◆ Task statement: Print the records exactly as given.

[Material provided Boundary: Start]

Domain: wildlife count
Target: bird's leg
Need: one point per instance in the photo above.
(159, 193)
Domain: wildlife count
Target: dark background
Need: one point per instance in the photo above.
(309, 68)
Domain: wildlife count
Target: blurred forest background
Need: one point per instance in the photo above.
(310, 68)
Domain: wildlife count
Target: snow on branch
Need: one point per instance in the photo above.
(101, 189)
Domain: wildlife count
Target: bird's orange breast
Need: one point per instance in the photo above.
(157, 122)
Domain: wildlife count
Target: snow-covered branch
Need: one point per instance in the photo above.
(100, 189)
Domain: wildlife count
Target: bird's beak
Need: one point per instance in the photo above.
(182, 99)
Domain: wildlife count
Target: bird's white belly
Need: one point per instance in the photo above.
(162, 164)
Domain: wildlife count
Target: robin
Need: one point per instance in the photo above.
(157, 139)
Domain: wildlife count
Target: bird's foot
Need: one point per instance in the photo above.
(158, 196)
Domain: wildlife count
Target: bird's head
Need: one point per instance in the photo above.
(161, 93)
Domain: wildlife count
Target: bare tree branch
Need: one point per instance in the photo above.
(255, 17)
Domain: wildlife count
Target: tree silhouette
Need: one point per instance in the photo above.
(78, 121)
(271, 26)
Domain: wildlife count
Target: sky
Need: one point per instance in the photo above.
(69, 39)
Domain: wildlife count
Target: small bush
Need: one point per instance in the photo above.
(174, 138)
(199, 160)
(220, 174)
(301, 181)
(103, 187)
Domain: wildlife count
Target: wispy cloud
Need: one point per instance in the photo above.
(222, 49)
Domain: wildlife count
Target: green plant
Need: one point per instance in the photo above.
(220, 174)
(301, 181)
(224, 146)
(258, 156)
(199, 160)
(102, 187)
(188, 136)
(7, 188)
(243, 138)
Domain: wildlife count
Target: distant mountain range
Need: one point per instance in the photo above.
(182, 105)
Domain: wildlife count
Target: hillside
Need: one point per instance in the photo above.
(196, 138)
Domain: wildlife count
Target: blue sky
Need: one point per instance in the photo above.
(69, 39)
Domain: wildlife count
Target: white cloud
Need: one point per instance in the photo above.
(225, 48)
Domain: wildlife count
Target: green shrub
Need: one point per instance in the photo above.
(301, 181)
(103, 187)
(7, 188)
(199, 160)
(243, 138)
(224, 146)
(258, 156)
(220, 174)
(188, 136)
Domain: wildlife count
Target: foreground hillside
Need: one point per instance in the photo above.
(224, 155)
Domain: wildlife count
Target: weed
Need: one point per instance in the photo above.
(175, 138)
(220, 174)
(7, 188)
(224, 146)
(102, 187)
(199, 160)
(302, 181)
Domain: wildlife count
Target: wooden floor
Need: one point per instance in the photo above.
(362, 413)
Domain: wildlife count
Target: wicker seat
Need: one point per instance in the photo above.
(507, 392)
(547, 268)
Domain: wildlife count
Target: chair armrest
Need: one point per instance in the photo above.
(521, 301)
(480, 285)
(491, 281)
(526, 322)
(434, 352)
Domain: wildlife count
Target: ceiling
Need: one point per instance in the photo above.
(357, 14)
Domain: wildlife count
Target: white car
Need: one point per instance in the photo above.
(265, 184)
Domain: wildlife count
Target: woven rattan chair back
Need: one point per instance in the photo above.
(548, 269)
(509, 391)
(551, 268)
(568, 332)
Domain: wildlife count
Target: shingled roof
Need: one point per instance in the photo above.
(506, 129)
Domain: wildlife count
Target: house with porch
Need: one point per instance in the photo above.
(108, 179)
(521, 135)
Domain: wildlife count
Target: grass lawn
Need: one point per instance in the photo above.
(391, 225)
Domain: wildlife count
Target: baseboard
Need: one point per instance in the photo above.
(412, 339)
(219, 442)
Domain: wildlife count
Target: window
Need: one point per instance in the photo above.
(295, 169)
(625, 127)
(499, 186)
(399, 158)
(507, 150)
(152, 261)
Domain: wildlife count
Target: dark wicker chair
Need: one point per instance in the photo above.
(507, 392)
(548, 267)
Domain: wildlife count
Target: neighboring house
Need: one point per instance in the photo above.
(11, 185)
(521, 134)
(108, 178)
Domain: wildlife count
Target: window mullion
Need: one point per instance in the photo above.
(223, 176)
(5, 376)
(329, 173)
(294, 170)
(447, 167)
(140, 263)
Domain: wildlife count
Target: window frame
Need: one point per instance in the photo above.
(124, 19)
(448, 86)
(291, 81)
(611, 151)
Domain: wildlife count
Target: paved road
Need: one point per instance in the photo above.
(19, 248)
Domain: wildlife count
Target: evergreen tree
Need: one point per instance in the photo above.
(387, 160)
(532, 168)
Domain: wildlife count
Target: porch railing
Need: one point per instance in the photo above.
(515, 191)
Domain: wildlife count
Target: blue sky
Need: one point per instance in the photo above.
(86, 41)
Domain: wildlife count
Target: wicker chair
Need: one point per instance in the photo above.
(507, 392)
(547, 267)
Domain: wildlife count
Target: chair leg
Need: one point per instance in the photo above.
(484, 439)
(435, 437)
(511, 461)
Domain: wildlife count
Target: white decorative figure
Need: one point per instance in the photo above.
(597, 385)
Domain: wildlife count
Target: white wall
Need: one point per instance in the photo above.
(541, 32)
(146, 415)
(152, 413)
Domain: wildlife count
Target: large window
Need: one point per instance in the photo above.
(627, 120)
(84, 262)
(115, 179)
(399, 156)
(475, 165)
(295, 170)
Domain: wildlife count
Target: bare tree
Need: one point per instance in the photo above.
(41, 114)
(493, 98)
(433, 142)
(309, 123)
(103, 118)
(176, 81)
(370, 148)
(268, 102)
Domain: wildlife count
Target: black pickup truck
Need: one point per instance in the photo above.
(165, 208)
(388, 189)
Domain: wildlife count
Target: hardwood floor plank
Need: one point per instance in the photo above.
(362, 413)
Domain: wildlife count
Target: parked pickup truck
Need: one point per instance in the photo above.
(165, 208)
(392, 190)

[Material provided Boundary: End]

◆ Response:
Domain: wildlife count
Target: bird's leg
Need: one point per instance in the photo above.
(159, 193)
Domain: wildlife count
Target: dark background
Need: one point per instance in the photo above.
(309, 68)
Domain: wildlife count
Target: blurred forest background
Need: one point per instance in the photo above.
(310, 68)
Domain: wildlife count
Target: snow on branch
Need: one point per instance in the photo above.
(101, 189)
Domain: wildlife count
Target: bird's orange breast
Need: one point per instance in the photo above.
(157, 122)
Domain: wildlife count
Target: snow-covered branch
Need: one point per instance in the photo above.
(100, 189)
Domain: wildlife count
Target: bird's beak
Need: one point per instance in the photo above.
(182, 99)
Domain: wildlife count
Target: bird's white belly
Need: one point per instance in the photo above.
(162, 164)
Domain: wildlife count
Target: robin
Need: one point per instance in the photo above.
(157, 139)
Domain: wildlife count
Target: bird's foot
Need: one point per instance in the photo above.
(158, 196)
Domain: wildlife count
Target: bird's head
Need: one point per instance in the photo above.
(161, 93)
Domain: wildlife count
Target: bare tree branch
Need: one point per instance in the photo above.
(255, 17)
Domain: wildlife count
Target: tree silhouette
Need: one point per instance in the photo above.
(78, 121)
(271, 26)
Domain: wildlife count
Target: sky
Need: one point per instance in the photo above.
(69, 39)
Domain: wildlife count
Target: small bush
Need: one point per instance in the photo above.
(174, 138)
(199, 160)
(220, 174)
(301, 181)
(103, 187)
Domain: wildlife count
Target: wispy cloud
Need: one point per instance in the photo above.
(222, 49)
Domain: wildlife count
Target: green plant
Need: one point per instance in the photo above.
(220, 174)
(301, 181)
(224, 146)
(258, 156)
(199, 160)
(102, 187)
(188, 136)
(7, 188)
(243, 138)
Domain: wildlife count
Target: distant mountain range
Need: one point per instance in the photo above.
(182, 105)
Domain: wildlife count
Target: hillside
Need: one point per instance in the photo above.
(196, 138)
Domain: wildlife count
Target: blue sky
Need: one point per instance in the photo above.
(69, 39)
Domain: wildlife count
Target: white cloud
Need: one point per instance in the photo above.
(225, 48)
Domain: wildlife count
Target: green shrub
Need: one point per instance in the photo above.
(301, 181)
(103, 187)
(7, 188)
(199, 160)
(243, 138)
(224, 146)
(258, 156)
(220, 174)
(188, 136)
Domain: wildlife count
Target: foreground hillside
Need: one point per instance in the photo above.
(224, 155)
Domain: wildlife count
Target: weed
Need: one point per instance in the photo above.
(175, 138)
(220, 174)
(7, 188)
(224, 146)
(102, 187)
(199, 160)
(302, 181)
Domain: wildlife count
Target: wooden floor
Need: one point per instance in the photo above.
(362, 413)
Domain: wildlife count
Target: wicker seat
Need: one point per instance in the photo above.
(507, 392)
(547, 268)
Domain: wildlife count
Target: chair armrest
Need: one point per instance in the photo above.
(521, 301)
(480, 285)
(491, 281)
(526, 322)
(434, 352)
Domain: wildlife count
Target: ceiling
Need: one point per instance in the photo above.
(357, 14)
Domain: wildlife count
Target: white car
Need: one point per instance in the photo above.
(265, 184)
Domain: wildlife count
Target: woven rattan chair back
Need: one point per instance in the photo above.
(548, 269)
(509, 391)
(551, 268)
(568, 332)
Domain: wildlife count
Target: shingled roof
Need: one point per instance in the photo above.
(506, 129)
Domain: wildlife count
Target: house with porch
Need: one point per instance in the photo above.
(108, 179)
(521, 135)
Domain: wildlife count
Target: grass lawn
Need: one point per instance in the photo above.
(391, 225)
Domain: wildlife count
Target: baseboard
Need: one point per instance in the photo above.
(412, 339)
(219, 442)
Domain: wildlife count
Target: window
Need: one point per instance in the photo above.
(295, 169)
(625, 127)
(499, 186)
(399, 158)
(507, 150)
(152, 261)
Domain: wildlife count
Target: dark wicker chair
Need: one point per instance in the photo above.
(507, 392)
(548, 267)
Domain: wildlife count
Target: neighboring house
Need: one point per instance in the photo above.
(11, 185)
(521, 134)
(108, 178)
Domain: wildlife count
Target: window mullion
Need: one point per instance in the photo above.
(223, 176)
(5, 376)
(329, 173)
(294, 170)
(447, 167)
(140, 263)
Domain: wildlife count
Target: window frame
Need: one point per instance in the photo above.
(124, 19)
(448, 86)
(291, 81)
(611, 151)
Domain: wildlife count
Target: paved road
Need: one point per instance in the photo above.
(19, 248)
Domain: wildlife count
Target: evergreen tree
Need: one point per instance in the photo above.
(387, 160)
(532, 168)
Domain: wildlife count
Target: porch railing
Need: one point per instance in the photo above.
(515, 191)
Domain: wildlife count
Target: blue sky
Need: one point per instance in the photo above.
(86, 41)
Domain: wildlife count
Target: wicker chair
Need: one point per instance in the photo above.
(507, 392)
(547, 267)
Domain: wildlife count
Target: chair leg
Need: one point per instance in the photo above.
(484, 439)
(435, 437)
(511, 461)
Domain: wildlife count
Target: white decorative figure
Need: one point per instance in the photo above.
(597, 385)
Domain: wildlife count
Target: white wall
Need: one point per instance in the photo above.
(541, 32)
(146, 415)
(152, 413)
Domain: wildlife count
Target: large window
Need: one point per instance in the photo above.
(627, 120)
(84, 262)
(115, 179)
(399, 156)
(475, 165)
(295, 170)
Domain: wildlife count
Target: bare tree
Need: one point per instance in the photo above.
(41, 114)
(493, 98)
(433, 142)
(309, 123)
(103, 118)
(176, 81)
(370, 148)
(268, 102)
Domain: wildlife count
Target: black pickup truck
Need: one point per instance in the photo above.
(165, 208)
(388, 189)
Domain: wildlife count
Target: hardwood floor plank
Need: one point per instance in the photo above.
(362, 413)
Domain: wildlife count
Target: parked pickup truck
Need: one point per instance in the photo above.
(165, 208)
(392, 190)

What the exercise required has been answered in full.